Count the lines in the records below that contain the string "mountain", with case counting, and reply with only that number.

** Start of DATASET RECORDS **

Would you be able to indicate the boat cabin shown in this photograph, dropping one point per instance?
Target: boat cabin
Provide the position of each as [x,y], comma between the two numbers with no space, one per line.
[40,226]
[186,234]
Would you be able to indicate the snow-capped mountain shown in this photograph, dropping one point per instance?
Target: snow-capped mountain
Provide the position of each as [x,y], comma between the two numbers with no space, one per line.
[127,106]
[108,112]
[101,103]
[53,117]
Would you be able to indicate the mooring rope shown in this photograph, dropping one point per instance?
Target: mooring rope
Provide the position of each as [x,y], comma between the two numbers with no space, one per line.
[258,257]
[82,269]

** End of DATASET RECORDS **
** Start of DATASET RECORDS **

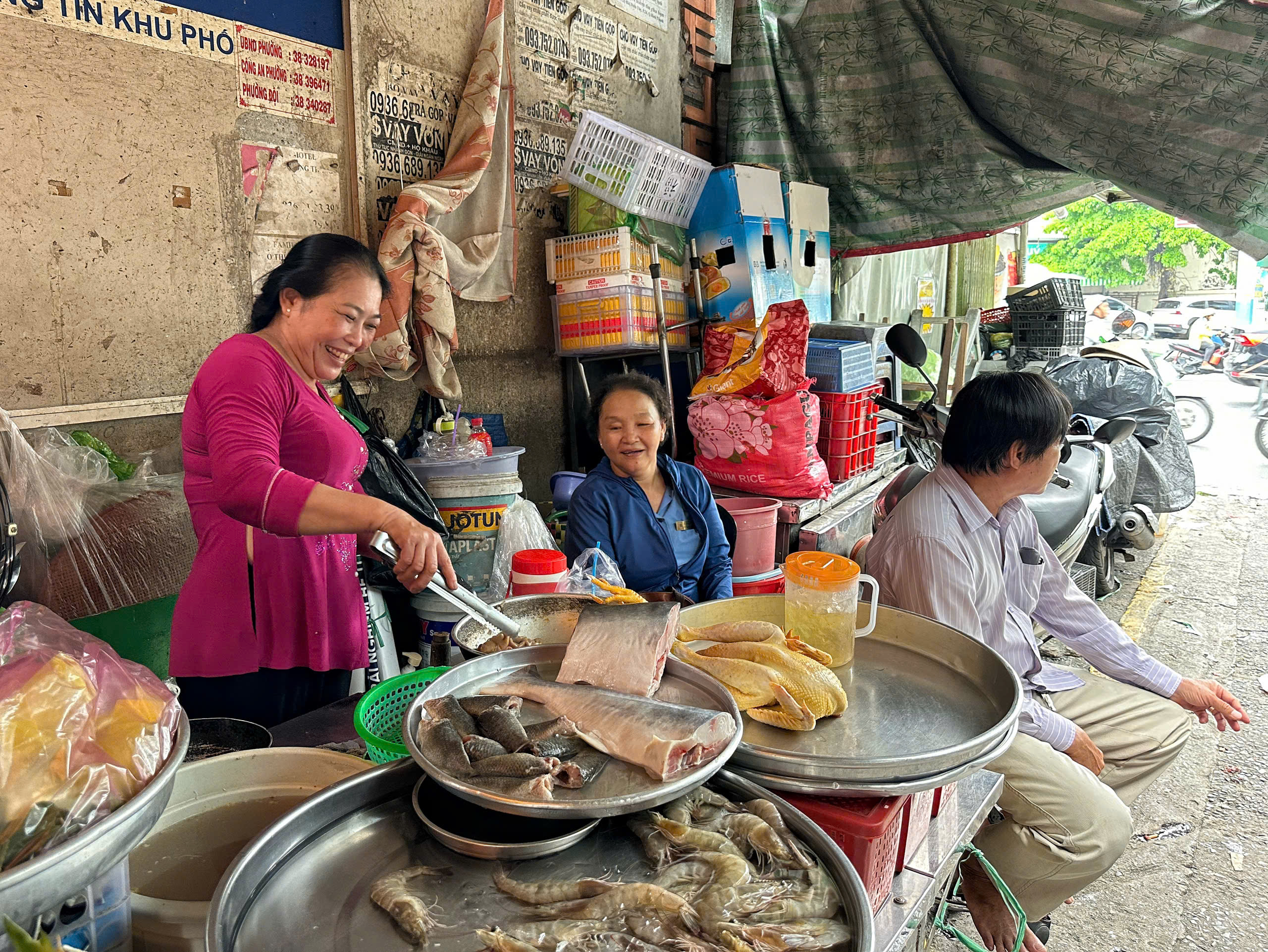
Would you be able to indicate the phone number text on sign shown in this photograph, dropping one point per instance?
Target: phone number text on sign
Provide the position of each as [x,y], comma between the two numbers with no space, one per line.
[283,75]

** End of DATASET RECORDS **

## SOLUTION TO THIS EXERCISE
2